EXERCISE BRIEF — Rewrite every line of the listing from the line containing "Task: given the image, detect each kitchen" down to the line containing "[116,249,540,267]", both ends included. Adjust each bounding box coordinate in those lines by adding -82.

Collected data entries —
----

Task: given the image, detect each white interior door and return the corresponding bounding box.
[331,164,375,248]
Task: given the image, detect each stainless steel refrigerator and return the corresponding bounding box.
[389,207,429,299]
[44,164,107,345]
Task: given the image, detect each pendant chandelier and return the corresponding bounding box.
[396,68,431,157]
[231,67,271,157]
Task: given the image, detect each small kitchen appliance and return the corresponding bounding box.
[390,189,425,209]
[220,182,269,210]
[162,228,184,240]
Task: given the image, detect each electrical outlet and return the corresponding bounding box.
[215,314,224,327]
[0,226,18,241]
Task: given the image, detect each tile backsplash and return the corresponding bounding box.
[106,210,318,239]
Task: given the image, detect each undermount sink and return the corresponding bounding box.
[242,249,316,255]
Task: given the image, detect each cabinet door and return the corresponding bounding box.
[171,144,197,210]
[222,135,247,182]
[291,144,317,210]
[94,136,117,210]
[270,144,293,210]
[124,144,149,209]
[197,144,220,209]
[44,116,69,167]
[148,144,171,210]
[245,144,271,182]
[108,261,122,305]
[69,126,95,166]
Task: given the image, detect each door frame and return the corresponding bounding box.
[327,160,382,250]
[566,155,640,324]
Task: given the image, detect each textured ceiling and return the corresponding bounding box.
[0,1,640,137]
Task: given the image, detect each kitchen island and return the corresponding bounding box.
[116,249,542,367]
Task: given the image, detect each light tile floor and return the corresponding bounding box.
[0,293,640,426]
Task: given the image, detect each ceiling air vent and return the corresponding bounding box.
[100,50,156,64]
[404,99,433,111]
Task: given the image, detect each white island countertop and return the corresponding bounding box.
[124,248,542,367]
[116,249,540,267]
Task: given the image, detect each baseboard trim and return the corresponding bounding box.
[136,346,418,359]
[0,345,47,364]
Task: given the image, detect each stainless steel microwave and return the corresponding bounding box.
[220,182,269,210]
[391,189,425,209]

----

SOLUTION —
Task: given the image, detect each kitchen island and return the corresponding bounding box.
[34,167,460,285]
Task: given the image, detect each light tile floor and return the corresponding bounding box.
[-82,211,558,344]
Task: given the image, detect each ceiling air vent and return the corresponding bounding box.
[18,-32,74,-18]
[322,17,351,29]
Task: given the image, detect each white island countertop and return the corresponding bounding box.
[42,166,460,285]
[34,167,458,185]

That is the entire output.